Estratto scelto:

Quel che rimane del colossale impero Ottomano è senza dubbio un paese forte e pericoloso, che in molti hanno preferito avere come alleato piuttosto che come nemico. Nonostante l’ingresso della Turchia nell'UE sia in cantiere da anni ma ancora lontano dalla realizzazione non dobbiamo dimenticare che il governo di Ankara fa parte della NATO dal 1952. Il presidente Erdogan rivendica da tempo il controllo marittimo di alcune aree del Mediterraneo, basti pensare a Cipro (divisa in due aree, di cui quella turca, a nord, riconosciuta solo dal governo di Ankara) o a Megisti, isola greca a due chilometri dalla Turchia, perché in quelle aree c’è grande disponibilità energetica. I contrasti, pertanto, non riguardano solo Grecia e Turchia, come riportano i fatti di cronaca delle ultime settimane, ma anche Libia, Siria, Egitto e Francia (a giugno le navi militari turche hanno impedito a una fregata francese d’ispezionare una nave sospettata di trasportare armi per il Gna). Il punto è che la situazione è tutt'altro che distesa: innanzitutto perché un intervento militare comprometterebbe seriamente l’affidabilità della NATO, visto che si andrebbero a scontrare due paesi membri, ma soprattutto la Turchia ha il coltello dalla parte del manico per quanto riguarda il traffico di migranti visto che la situazione in Europa è ormai insostenibile e se Erdogan aprisse di nuovo i traffici verso l'Europa sarebbe una vera catastrofe umanitaria.

Compiti da svolgere:
a: Secondo il testo sulla Turchia, da quale anno il governo di Ankara fa parte della NATO?
b: Per favore, prosegui il testo sulla Turchia con un nuovo paragrafo che parta dopo la sua ultima frase.
I dati non hanno alcun legame con il testo sulla Turchia.

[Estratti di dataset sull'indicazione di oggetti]
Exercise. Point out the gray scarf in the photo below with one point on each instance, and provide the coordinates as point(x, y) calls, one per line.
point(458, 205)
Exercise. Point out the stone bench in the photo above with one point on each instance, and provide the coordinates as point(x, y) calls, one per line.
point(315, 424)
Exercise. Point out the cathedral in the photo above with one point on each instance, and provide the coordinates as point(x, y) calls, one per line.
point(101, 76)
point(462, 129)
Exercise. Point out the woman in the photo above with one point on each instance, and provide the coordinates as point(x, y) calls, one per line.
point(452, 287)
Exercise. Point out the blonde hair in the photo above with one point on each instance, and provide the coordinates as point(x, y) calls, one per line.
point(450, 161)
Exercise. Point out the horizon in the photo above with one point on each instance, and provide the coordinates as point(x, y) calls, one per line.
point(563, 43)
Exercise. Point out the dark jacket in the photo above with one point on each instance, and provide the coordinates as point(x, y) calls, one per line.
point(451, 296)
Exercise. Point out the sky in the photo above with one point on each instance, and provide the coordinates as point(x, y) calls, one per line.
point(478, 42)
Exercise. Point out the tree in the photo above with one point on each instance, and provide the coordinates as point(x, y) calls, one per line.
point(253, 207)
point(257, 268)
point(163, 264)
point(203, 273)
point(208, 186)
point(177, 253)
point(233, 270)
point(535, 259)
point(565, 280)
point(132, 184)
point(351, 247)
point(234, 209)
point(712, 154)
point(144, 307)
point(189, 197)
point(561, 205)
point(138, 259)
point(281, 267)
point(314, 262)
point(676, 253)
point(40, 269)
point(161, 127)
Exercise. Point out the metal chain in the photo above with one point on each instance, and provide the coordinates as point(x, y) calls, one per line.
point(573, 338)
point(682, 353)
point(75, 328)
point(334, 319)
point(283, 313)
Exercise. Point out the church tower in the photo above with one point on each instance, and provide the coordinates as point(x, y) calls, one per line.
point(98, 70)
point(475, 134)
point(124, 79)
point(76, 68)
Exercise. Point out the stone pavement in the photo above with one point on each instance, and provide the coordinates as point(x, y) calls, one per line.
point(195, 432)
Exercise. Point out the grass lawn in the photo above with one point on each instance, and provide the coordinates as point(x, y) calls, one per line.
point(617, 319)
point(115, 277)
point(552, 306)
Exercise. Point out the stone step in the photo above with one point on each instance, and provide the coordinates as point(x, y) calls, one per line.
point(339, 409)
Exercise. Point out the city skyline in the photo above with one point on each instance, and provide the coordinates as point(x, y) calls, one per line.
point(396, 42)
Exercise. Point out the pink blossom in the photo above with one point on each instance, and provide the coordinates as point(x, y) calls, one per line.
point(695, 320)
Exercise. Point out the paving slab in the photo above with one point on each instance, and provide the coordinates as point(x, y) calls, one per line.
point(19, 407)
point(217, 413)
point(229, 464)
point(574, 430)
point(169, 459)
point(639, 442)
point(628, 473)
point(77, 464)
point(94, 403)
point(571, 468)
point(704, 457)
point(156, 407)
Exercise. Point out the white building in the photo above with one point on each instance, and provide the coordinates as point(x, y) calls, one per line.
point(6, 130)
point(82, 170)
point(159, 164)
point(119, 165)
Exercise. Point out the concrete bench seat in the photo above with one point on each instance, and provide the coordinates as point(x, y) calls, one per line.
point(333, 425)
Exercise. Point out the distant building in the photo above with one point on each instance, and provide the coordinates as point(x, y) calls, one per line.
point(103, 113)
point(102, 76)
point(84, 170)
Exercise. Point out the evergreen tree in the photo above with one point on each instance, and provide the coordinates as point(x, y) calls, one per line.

Risultati dell'esercizio:
a: Dal 1952.

b:
Bielorussia: stato cuscinetto per la Russia

Altro scenario caldo e minaccioso per l’Europa si sta palesando in Bielorussia dopo le elezioni del 9 agosto 2020 che hanno confermato per la sesta volta Alexander Lukashenko presidente. Cosa c’è di peggio per un’unione di stati democratici che trovarsi di fronte ad un presidente eletto con l’80% dei consensi attraverso elezioni truccate? Un presidente eletto illegittimamente che sia anche alleato di Putin:


“Alla prima richiesta, la Russia fornirà assistenza totale per garantire la sicurezza della Bielorussia”

Sono le parole del presidente russo che ha anche parlato di un intervento militare, se necessario. Inoltre Putin ha promesso a Lukashenko 1,5 miliardi di dollari, non si sa bene per farci cosa. Anche in Bielorussia l’Europa può fare ben poco se non promettere sanzioni, multe e, come ha fatto la Germania, non riconoscere Lukashenko come presidente.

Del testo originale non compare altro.